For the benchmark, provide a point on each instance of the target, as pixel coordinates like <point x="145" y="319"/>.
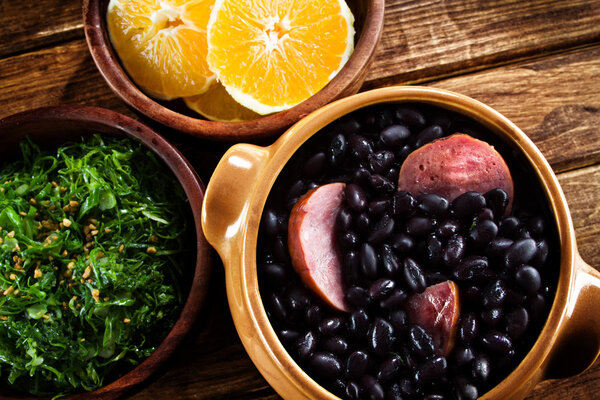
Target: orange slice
<point x="162" y="44"/>
<point x="272" y="54"/>
<point x="217" y="105"/>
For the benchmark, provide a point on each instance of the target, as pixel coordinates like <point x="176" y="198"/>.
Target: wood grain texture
<point x="555" y="100"/>
<point x="428" y="39"/>
<point x="31" y="24"/>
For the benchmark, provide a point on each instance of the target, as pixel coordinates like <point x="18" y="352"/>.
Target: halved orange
<point x="272" y="54"/>
<point x="218" y="105"/>
<point x="162" y="44"/>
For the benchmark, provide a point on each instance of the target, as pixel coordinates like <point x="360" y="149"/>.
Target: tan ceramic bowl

### Stated exercise
Put every line of the items above into a numbered list, skipping blank lines and leaving the pictures out.

### Result for this exercise
1. For the benchmark, provide a point on each instance of the target, as pixel coordinates like <point x="145" y="319"/>.
2. Target: orange slice
3. <point x="162" y="44"/>
4. <point x="272" y="54"/>
5. <point x="217" y="105"/>
6. For the benchmark, provide a point on each instance of the target, as pixel coordinates like <point x="176" y="198"/>.
7. Target: wood grain texture
8. <point x="555" y="100"/>
9. <point x="428" y="39"/>
10. <point x="31" y="24"/>
11. For the benchmark, provide a point on each instance of the target, as pixel coordinates like <point x="18" y="352"/>.
12. Target: halved orange
13. <point x="272" y="54"/>
14. <point x="218" y="105"/>
15. <point x="162" y="44"/>
16. For the benchmark, provide a point on each instance of the target, as pixel coordinates like <point x="360" y="149"/>.
17. Target: tan ceramic bowl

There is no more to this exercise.